THE INPUT:
---*---

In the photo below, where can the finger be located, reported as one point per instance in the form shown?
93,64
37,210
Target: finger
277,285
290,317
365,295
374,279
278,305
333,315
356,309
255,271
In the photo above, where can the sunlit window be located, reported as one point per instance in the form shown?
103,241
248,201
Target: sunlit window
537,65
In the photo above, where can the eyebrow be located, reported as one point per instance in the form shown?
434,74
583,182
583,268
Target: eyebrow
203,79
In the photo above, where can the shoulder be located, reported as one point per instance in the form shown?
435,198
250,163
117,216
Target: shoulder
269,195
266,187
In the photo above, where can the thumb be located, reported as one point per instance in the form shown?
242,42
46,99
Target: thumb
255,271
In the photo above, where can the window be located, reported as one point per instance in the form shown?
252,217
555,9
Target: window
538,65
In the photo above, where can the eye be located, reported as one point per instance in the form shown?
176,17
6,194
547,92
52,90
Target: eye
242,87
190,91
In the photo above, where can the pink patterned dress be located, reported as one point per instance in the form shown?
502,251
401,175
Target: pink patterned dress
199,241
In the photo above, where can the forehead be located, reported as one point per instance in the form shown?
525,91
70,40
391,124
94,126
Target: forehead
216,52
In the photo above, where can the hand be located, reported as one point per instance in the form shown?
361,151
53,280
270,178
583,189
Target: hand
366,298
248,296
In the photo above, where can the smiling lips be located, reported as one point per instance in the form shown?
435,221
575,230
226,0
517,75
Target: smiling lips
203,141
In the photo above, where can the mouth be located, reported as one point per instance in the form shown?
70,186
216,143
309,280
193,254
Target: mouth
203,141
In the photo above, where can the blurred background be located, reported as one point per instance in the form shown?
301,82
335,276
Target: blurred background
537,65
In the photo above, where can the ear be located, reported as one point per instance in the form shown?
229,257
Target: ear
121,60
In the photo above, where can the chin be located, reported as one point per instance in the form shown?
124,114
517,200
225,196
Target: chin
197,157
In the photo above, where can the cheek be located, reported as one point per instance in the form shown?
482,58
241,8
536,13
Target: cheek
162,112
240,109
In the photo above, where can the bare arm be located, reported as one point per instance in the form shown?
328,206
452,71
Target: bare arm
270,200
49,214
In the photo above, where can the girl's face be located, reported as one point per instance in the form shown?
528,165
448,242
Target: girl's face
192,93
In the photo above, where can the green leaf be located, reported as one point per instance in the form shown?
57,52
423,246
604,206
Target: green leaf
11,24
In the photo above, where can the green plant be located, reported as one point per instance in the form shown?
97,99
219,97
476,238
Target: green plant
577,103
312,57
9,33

---*---

EXERCISE GOAL: Give back all of the data exactly, with every line intact.

ANSWER AREA:
In the photo below, where can the finger be located, reported as one point per instance in the form shown?
93,64
37,210
Target: finger
277,285
290,317
365,295
374,279
278,305
333,315
356,309
255,271
In the photo above, where can the sunlit window be located, reported as one point per instance in the form shown?
103,241
248,201
Target: sunlit window
537,65
In the photo above, where can the eyebrow be located, reported as one point per instance in the form shown?
434,74
583,182
583,268
Target: eyebrow
203,79
In the photo above, where can the shoulder be located, reported as one point per instance in the form shown?
435,198
250,163
117,216
Target: shoulder
269,195
266,187
In the photo above, where can the thumb be located, reported as one point per instance in the form shown?
242,42
46,99
Target: thumb
255,271
In the photo above, where can the window be located, reported as one point per instance in the form shown?
252,217
555,9
Target: window
538,65
In the photo above, where can the eye be located, reported as one point per instance in the form shown?
176,17
6,194
547,92
52,90
Target: eye
242,87
190,91
In the photo above, where can the pink patterned dress be located, reported as one point per instance in the form shown?
502,251
401,175
Target: pink patterned dress
199,241
In the photo above, where can the forehead be located, reported as one point per instance in the form shown?
525,91
70,40
391,124
94,126
Target: forehead
216,52
In the photo above, where can the hand be located, reported as one point per instance in the form shown?
361,151
53,280
270,178
583,189
Target: hand
366,298
248,296
In the photo above, where can the smiling lips be located, reported as one point per instance in the form shown?
435,221
575,230
226,0
517,75
Target: smiling lips
203,141
In the photo above, where can the mouth be located, reported as one point per instance in the form shown?
70,186
216,143
309,280
193,254
Target: mouth
203,141
In the photo above, where can the blurred background be located, reported as one point per instance in the form shown?
301,82
335,276
Target: blurred background
537,65
In the photo above, where can the ear be located, reported as one point per instance in the form shown?
229,257
Target: ear
121,60
In the photo above, where can the chin be located, reported as one point per instance in the form shown?
124,114
517,200
225,196
Target: chin
197,157
In the photo above, where can the cheek be located, reported as one point per instance in the form shown?
482,58
241,8
536,13
Target: cheek
162,112
240,109
In the photo above, where can the bare arm be located, reported as one point per instance in the form shown?
328,206
452,71
Target: bare arm
270,200
49,214
In the photo above, where can the girl's face be located, reported as one point per instance in the form shown?
528,165
448,242
Target: girl's face
192,93
In the photo above, where can the green leaf be located, reported as one point per instance in the form shown?
57,52
423,246
604,206
Target: green leaf
11,24
In the photo above, where can the green plant be located, reported as one point per instance in the form shown?
97,99
219,97
476,238
Target: green plant
577,103
312,57
9,33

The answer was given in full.